The problem:
Your task is to transcribe all of the data below exactly, omitting the images.

-- BEGIN --

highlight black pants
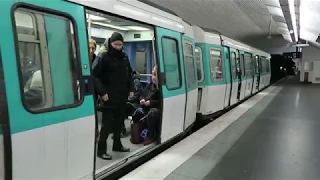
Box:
[98,104,126,154]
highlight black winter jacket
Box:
[92,51,134,108]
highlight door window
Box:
[183,41,197,88]
[14,8,81,111]
[209,49,223,82]
[162,37,182,90]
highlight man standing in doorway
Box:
[92,32,134,160]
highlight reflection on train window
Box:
[209,49,223,82]
[162,37,181,90]
[266,60,270,73]
[15,8,80,111]
[135,49,147,74]
[244,54,253,77]
[195,47,204,82]
[254,56,261,74]
[183,41,197,88]
[231,52,237,79]
[240,54,246,77]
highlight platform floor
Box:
[122,77,320,180]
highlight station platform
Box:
[121,77,320,180]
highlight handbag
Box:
[130,108,148,144]
[96,96,104,112]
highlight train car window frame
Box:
[183,40,198,88]
[244,54,252,76]
[161,36,182,91]
[208,48,224,83]
[11,2,84,114]
[194,46,204,82]
[230,52,238,79]
[266,59,270,73]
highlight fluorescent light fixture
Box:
[114,5,148,18]
[300,29,319,42]
[288,0,298,42]
[267,6,284,17]
[89,14,107,21]
[152,16,173,25]
[296,44,309,47]
[176,24,184,29]
[125,26,150,31]
[92,22,129,31]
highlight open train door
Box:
[156,27,186,142]
[0,0,95,180]
[0,49,12,180]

-- END --

Problem solution:
highlight black pants
Box:
[98,104,126,154]
highlight black winter jacket
Box:
[92,51,134,108]
highlight door window
Box:
[183,41,197,88]
[14,8,81,111]
[209,49,223,82]
[162,37,182,90]
highlight man standing in doorway
Box:
[92,32,134,160]
highlight reflection on train window
Box:
[209,49,223,82]
[162,37,181,90]
[266,60,270,73]
[15,8,80,111]
[135,49,147,74]
[244,54,253,77]
[195,47,204,82]
[254,56,261,74]
[183,41,197,88]
[231,52,237,79]
[240,54,246,77]
highlight platform floor
Box:
[122,77,320,180]
highlight station platform
Box:
[121,77,320,180]
highlight handbag
Box:
[130,108,148,144]
[96,96,104,112]
highlight train car window frame
Box:
[183,40,198,88]
[244,54,252,76]
[161,36,182,91]
[208,48,224,83]
[11,2,84,114]
[194,46,204,82]
[230,52,238,79]
[266,59,270,73]
highlight fluorescent light fixture
Box:
[114,5,148,18]
[300,29,319,42]
[288,0,298,42]
[267,6,284,17]
[89,14,107,21]
[152,16,173,25]
[296,44,309,47]
[176,24,184,29]
[125,26,150,31]
[92,22,129,31]
highlight open train door
Box:
[156,27,186,142]
[0,0,95,180]
[0,49,12,180]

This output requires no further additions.